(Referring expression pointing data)
--------------------------------------------------
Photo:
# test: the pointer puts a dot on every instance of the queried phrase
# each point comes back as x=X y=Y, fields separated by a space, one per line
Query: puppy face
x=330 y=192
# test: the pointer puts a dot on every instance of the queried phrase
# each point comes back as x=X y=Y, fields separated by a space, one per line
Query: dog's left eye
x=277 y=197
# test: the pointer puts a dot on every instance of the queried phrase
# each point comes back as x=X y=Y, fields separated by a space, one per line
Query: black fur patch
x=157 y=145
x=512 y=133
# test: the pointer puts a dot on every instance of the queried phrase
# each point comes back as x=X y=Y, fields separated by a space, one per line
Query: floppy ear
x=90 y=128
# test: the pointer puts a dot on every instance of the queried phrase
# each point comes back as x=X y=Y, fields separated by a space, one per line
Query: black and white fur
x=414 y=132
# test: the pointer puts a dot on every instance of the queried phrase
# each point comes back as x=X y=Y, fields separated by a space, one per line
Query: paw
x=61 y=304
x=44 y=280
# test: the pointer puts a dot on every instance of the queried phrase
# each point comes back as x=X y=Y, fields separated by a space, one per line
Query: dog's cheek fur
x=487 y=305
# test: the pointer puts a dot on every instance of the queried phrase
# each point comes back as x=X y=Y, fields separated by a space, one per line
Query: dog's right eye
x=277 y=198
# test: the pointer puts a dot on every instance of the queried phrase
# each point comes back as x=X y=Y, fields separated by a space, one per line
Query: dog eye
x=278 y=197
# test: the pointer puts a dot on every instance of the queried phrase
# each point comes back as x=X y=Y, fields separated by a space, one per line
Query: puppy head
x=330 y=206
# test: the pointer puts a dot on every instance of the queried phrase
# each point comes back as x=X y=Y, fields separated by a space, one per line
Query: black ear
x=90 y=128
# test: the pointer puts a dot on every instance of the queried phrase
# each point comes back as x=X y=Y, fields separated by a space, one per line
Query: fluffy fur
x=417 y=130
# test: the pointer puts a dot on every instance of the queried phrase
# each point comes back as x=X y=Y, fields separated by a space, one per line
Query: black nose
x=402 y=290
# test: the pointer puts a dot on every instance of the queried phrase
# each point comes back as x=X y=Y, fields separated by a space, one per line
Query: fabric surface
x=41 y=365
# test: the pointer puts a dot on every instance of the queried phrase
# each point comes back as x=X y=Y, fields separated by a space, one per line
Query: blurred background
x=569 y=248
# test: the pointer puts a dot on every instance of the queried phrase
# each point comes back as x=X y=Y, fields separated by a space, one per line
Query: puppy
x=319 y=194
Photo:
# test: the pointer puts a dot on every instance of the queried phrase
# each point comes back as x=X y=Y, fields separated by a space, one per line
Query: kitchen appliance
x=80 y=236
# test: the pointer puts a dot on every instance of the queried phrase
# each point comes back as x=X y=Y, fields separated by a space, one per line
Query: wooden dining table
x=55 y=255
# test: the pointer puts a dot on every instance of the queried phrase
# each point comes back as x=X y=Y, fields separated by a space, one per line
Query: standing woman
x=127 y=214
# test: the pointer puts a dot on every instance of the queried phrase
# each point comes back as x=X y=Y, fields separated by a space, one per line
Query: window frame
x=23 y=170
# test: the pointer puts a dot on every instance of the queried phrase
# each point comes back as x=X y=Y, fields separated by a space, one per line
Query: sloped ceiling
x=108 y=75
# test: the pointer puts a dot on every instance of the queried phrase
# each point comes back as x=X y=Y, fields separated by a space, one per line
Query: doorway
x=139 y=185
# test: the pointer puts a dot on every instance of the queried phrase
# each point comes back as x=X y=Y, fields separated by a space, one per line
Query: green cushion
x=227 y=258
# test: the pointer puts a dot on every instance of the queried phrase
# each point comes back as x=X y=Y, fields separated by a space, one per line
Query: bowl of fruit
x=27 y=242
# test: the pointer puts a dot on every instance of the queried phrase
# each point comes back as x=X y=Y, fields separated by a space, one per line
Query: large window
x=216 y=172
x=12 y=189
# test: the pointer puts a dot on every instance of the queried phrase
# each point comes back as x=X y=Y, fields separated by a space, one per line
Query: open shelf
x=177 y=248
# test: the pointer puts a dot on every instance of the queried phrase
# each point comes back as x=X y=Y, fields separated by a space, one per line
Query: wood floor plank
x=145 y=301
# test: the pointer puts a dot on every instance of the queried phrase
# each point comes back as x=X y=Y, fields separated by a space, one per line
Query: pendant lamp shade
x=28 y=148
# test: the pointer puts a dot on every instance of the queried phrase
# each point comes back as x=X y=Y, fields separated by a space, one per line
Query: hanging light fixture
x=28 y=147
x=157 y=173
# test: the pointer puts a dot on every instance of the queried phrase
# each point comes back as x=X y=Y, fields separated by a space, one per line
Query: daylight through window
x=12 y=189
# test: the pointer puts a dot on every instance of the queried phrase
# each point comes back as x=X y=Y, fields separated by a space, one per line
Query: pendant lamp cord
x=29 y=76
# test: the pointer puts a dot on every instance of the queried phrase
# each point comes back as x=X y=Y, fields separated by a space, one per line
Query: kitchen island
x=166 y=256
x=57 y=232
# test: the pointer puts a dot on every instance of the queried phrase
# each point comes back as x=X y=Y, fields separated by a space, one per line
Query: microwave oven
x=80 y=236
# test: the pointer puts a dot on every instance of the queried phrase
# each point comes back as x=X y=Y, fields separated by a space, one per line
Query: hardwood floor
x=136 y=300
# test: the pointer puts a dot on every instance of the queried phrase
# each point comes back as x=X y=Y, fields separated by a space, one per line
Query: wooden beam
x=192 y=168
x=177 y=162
--------------------------------------------------
What this task involves:
The entries above must be copied verbatim. Leave none out.

Expected answer:
Photo:
# test: the pointer puts a dot on every instance of the queried phrase
# each point comes back as x=X y=Y, fields separated by a space, one per line
Query: puppy face
x=330 y=192
# test: the pointer puts a dot on every instance of the queried phrase
# each point comes back as x=X y=Y, fields separated by a space, one per line
Query: dog's left eye
x=277 y=197
# test: the pointer puts a dot on every instance of the queried phrase
# each point comes back as x=X y=Y, fields separated by a space, one per line
Query: black fur patch
x=157 y=145
x=512 y=133
# test: the pointer puts a dot on every instance of the queried phrase
# each point comes back as x=X y=Y, fields separated by a space, one per line
Query: floppy ear
x=90 y=128
# test: the pointer puts a dot on every instance of the queried phrase
# each point comes back as x=X y=Y, fields separated by a space, one per line
Query: black and white fur
x=414 y=132
# test: the pointer puts a dot on every instance of the queried phrase
# each point comes back as x=X y=Y, fields separated by a space, one per line
Query: paw
x=61 y=304
x=44 y=280
# test: the pointer puts a dot on every instance of the queried phrase
# each point comes back as x=X y=Y, fields separated by a space, one per line
Query: dog's cheek fur
x=487 y=305
# test: the pointer puts a dot on every instance of the queried phrase
# each point comes back as x=X y=Y, fields separated by a space, one per line
Query: dog's right eye
x=277 y=198
# test: the pointer puts a dot on every instance of the queried phrase
# each point comes back as x=X y=Y, fields separated by a space, one per line
Query: dog eye
x=278 y=197
# test: the pointer puts a dot on every instance of the queried phrase
# each point comes back as x=X y=Y, fields separated by a space, one per line
Query: puppy head
x=330 y=206
# test: the pointer puts a dot on every instance of the queried phrase
# each point comes back as x=X y=Y, fields separated by a space, one per line
Query: black ear
x=90 y=128
# test: the pointer puts a dot on every instance of the queried phrase
# each point comes back as x=X y=Y, fields separated by a space, one per line
Query: fluffy fur
x=417 y=130
# test: the pointer puts a dot on every instance of the queried phrase
# each point comes back as x=X y=Y, fields separated by a space, one per line
Query: black nose
x=402 y=290
# test: the pointer puts a dot on every instance of the queried phrase
# each point comes back as x=X y=Y, fields separated by a space, one per line
Query: fabric surface
x=41 y=365
# test: the pointer puts a dot on every instance of the queried phrase
# each point comes back as x=X y=Y, fields separated by a space, one per line
Query: blurred background
x=569 y=248
# test: the pointer puts a dot on every instance of the queried phrase
# each point comes back as x=X y=Y, fields separated by a space, one per line
Query: puppy
x=319 y=194
Photo:
# test: the pointer puts a dot on every instance of the queried phrase
# each point comes back as x=X y=Y, fields separated by a space, one per line
Query: kitchen appliance
x=80 y=236
# test: the pointer puts a dot on every instance of the queried phrase
# each point comes back as x=X y=Y, fields separated by a space, one per line
Query: wooden dining table
x=55 y=255
# test: the pointer puts a dot on every instance of the queried phrase
# each point comes back as x=X y=Y, fields separated by a space, one per line
Query: standing woman
x=127 y=214
# test: the pointer puts a dot on every instance of the queried phrase
# each point comes back as x=X y=Y, fields separated by a space, one per line
Query: window frame
x=23 y=170
# test: the pointer puts a dot on every instance of the queried phrase
# each point comes back as x=X y=Y, fields separated by a space, one per line
Query: sloped ceiling
x=108 y=75
# test: the pointer puts a dot on every instance of the queried phrase
# each point comes back as x=X y=Y, fields separated by a space, one per line
Query: doorway
x=139 y=185
# test: the pointer puts a dot on every instance of the queried phrase
# each point comes back as x=X y=Y, fields separated by a space, one per line
Query: green cushion
x=227 y=258
# test: the pointer puts a dot on every instance of the queried phrase
# each point comes back as x=X y=Y, fields separated by a space, one per line
Query: bowl of fruit
x=27 y=242
# test: the pointer puts a dot on every instance of the queried phrase
# each point comes back as x=X y=Y, fields separated by a space, one per line
Query: large window
x=216 y=172
x=12 y=189
# test: the pointer puts a dot on every instance of the queried phrase
# each point comes back as x=X y=Y, fields separated by a space, one per line
Query: open shelf
x=177 y=248
# test: the pointer puts a dot on every instance of the queried phrase
# each point comes back as x=X y=Y, fields separated by a space, one per line
Query: wood floor plank
x=145 y=301
# test: the pointer puts a dot on every instance of the queried phrase
# each point comes back as x=X y=Y, fields separated by a space, one per line
Query: pendant lamp shade
x=28 y=148
# test: the pointer puts a dot on every instance of the queried phrase
# each point comes back as x=X y=Y, fields separated by a space, one per line
Query: hanging light fixture
x=28 y=147
x=157 y=173
# test: the pointer puts a dot on every instance of the queried phrase
# each point comes back as x=X y=Y, fields separated by a space, one per line
Query: daylight through window
x=12 y=189
# test: the pointer puts a dot on every instance of the queried phrase
# each point comes back as x=X y=Y, fields separated by a space, one per line
Query: pendant lamp cord
x=29 y=76
# test: the pointer puts a dot on every instance of the queried phrase
# each point comes back as x=X y=Y, fields separated by a space, one per line
Query: kitchen island
x=166 y=256
x=57 y=232
# test: the pointer puts a dot on every instance of the queried phrase
# each point comes back as x=X y=Y, fields separated by a space, one per line
Query: microwave oven
x=80 y=236
# test: the pointer puts a dot on every instance of the queried phrase
# each point comes back as x=X y=Y, fields separated by a space, one per line
Query: hardwood floor
x=136 y=300
# test: the pointer puts a dot on every instance of the queried phrase
# each point comes back as x=X y=Y, fields separated by a space, one per line
Query: wooden beam
x=192 y=168
x=177 y=162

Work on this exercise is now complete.